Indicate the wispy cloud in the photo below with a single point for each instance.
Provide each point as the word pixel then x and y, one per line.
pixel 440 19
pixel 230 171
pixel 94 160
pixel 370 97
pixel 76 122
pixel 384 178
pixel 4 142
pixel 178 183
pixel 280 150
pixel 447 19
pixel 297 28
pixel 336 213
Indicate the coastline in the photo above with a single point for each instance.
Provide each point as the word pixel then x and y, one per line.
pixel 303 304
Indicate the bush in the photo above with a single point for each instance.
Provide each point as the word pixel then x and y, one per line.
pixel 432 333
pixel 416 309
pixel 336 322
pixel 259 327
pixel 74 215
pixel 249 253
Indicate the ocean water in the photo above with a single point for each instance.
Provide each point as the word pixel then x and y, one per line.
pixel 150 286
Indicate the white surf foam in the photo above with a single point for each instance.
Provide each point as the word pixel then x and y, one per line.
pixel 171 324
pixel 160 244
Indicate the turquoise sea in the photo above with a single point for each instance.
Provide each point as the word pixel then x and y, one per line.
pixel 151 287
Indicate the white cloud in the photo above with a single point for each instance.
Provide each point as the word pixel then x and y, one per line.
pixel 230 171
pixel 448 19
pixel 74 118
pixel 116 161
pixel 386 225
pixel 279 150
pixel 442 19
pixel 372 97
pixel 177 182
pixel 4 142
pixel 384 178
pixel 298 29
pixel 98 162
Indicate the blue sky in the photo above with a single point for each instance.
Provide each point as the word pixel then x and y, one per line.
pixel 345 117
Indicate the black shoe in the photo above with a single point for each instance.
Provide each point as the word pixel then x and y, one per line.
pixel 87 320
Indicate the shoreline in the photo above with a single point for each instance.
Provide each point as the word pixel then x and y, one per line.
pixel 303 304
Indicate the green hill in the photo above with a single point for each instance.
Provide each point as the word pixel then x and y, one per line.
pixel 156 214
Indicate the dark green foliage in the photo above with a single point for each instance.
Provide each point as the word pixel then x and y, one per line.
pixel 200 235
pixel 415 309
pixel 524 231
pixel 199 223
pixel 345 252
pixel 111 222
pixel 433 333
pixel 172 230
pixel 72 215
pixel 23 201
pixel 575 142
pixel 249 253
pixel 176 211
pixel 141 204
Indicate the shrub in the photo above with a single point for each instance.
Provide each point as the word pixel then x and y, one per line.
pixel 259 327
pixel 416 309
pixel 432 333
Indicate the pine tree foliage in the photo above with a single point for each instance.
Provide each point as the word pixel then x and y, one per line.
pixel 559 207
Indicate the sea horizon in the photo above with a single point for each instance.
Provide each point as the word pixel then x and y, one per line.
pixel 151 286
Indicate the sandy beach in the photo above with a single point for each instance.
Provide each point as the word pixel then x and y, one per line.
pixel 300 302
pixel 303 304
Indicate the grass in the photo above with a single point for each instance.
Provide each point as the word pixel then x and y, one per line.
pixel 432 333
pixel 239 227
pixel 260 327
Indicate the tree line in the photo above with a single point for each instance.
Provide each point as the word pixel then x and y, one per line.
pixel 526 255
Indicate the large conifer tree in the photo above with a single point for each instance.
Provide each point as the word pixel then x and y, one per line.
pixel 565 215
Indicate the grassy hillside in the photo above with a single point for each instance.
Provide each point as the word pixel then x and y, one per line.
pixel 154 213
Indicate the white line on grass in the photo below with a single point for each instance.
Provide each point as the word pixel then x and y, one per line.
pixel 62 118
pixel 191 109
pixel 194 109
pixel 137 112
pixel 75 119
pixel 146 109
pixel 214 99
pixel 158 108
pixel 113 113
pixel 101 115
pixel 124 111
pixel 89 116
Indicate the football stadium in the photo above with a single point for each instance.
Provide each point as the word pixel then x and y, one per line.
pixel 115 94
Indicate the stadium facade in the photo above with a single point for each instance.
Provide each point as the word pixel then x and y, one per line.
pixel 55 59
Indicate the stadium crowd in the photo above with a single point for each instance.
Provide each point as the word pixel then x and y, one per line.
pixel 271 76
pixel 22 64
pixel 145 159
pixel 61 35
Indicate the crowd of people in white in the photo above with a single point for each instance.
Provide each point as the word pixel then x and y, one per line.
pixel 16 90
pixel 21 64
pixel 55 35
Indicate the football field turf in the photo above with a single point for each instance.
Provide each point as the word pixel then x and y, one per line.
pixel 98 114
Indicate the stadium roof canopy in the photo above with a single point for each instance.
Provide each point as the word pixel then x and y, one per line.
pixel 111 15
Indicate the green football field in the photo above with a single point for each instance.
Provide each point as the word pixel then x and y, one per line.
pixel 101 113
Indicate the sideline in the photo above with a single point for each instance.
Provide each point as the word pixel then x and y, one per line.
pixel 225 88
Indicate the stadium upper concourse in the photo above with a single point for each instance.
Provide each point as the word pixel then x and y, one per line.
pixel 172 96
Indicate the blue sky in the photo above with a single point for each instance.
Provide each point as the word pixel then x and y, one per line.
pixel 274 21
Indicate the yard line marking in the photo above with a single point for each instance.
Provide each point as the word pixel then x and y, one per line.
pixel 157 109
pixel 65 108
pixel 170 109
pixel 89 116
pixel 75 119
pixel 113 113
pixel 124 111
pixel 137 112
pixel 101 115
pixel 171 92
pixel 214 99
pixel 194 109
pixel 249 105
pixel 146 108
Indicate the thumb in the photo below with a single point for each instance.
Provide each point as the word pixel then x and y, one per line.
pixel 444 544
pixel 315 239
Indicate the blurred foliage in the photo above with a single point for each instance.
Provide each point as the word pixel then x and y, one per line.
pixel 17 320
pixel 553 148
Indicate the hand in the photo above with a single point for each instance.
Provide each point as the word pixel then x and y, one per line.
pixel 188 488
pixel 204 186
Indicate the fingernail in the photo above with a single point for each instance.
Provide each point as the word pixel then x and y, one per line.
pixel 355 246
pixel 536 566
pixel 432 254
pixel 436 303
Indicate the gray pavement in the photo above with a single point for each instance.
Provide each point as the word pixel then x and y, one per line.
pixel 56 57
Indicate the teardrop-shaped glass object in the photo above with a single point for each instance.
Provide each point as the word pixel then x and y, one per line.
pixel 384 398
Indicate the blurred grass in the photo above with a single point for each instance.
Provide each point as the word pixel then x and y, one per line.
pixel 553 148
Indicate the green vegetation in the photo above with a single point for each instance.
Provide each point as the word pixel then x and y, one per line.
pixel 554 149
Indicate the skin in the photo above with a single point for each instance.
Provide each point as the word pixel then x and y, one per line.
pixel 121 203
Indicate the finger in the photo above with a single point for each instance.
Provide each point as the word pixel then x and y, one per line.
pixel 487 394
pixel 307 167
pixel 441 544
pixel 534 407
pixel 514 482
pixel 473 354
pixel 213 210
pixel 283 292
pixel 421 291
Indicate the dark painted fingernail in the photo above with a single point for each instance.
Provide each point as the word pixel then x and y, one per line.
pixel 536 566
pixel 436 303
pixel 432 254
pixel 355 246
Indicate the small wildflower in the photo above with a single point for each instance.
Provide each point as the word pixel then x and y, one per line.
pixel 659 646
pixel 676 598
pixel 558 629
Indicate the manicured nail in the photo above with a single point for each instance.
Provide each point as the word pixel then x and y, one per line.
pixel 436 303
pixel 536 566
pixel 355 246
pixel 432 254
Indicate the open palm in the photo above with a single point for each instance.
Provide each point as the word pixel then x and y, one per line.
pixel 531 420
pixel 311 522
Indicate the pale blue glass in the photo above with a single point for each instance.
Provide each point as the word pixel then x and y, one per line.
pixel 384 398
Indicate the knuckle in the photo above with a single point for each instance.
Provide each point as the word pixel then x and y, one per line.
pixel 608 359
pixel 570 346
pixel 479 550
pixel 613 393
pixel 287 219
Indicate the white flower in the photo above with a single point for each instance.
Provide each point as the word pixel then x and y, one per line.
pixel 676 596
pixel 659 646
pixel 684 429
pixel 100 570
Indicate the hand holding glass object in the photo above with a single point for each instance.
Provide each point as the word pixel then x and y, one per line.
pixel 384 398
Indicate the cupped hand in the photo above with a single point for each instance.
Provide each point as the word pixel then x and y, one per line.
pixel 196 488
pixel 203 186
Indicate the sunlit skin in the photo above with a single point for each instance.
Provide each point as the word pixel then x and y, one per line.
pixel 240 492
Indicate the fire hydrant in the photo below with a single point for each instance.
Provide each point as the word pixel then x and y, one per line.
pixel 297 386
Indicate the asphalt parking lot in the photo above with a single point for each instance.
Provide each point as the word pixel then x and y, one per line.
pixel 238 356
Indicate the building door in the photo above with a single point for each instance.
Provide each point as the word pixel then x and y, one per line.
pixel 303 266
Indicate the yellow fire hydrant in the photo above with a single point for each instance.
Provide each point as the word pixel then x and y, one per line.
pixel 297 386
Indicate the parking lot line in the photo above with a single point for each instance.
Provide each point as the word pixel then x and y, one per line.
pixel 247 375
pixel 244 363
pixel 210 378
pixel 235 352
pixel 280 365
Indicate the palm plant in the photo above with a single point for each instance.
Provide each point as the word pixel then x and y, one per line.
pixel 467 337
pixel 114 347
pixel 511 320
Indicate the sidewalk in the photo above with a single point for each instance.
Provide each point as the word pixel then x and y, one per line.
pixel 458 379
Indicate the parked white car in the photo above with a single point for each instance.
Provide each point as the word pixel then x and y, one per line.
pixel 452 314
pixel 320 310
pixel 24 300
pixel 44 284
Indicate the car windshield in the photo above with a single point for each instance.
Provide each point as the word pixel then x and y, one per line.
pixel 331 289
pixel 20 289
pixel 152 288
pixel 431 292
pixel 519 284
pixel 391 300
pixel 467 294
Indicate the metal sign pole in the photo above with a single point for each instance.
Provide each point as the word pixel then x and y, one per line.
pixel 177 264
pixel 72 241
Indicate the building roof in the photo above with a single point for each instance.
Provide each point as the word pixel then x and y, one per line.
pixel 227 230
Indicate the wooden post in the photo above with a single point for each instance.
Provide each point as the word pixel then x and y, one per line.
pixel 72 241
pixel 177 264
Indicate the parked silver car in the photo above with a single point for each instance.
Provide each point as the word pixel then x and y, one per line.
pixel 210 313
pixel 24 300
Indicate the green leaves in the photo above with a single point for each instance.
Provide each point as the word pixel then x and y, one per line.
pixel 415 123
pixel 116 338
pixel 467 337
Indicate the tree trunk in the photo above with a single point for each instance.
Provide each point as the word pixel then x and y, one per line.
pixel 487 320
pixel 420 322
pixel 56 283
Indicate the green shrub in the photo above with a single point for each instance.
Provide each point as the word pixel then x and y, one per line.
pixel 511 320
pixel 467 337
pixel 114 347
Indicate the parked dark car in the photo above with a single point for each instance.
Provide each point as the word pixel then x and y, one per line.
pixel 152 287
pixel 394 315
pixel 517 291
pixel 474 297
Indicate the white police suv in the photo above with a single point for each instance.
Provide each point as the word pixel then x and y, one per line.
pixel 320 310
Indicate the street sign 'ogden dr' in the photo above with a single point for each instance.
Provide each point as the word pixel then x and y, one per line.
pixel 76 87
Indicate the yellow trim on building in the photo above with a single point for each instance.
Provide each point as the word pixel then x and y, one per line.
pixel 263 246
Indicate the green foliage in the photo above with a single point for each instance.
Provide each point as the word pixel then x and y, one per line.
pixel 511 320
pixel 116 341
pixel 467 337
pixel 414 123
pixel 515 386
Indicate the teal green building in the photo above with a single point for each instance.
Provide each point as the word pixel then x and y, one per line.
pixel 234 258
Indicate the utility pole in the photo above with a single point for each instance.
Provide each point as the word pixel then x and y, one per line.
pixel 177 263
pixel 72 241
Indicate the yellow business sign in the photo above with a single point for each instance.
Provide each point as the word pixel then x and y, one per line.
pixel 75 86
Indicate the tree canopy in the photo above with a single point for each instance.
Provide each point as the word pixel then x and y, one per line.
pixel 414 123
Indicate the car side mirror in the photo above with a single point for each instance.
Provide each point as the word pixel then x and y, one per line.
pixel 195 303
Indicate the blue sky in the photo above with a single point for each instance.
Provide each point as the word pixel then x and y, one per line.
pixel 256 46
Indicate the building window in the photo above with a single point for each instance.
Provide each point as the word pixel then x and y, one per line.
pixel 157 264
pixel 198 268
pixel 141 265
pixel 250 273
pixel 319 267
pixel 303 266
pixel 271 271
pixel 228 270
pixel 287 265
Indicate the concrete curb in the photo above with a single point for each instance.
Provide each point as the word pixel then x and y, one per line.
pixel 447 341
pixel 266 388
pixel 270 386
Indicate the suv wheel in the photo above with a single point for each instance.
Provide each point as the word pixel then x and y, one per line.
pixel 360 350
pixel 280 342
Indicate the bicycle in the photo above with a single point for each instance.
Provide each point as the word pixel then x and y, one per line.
-.-.-
Restate the material word for word, but only from its first line through the line containing "Indicate the bush".

[Answer box]:
Indicate the wispy cloud in the photo below with a single point for each instance.
Provide each point as the word pixel then x and y, one per line.
pixel 440 19
pixel 230 171
pixel 94 160
pixel 370 97
pixel 76 122
pixel 384 178
pixel 4 142
pixel 178 183
pixel 280 150
pixel 447 19
pixel 297 28
pixel 336 213
Indicate the coastline in the photo above with a single point for each instance.
Provide each point as the word pixel then x and y, one per line.
pixel 303 304
Indicate the bush in the photo above with a single point for each instance.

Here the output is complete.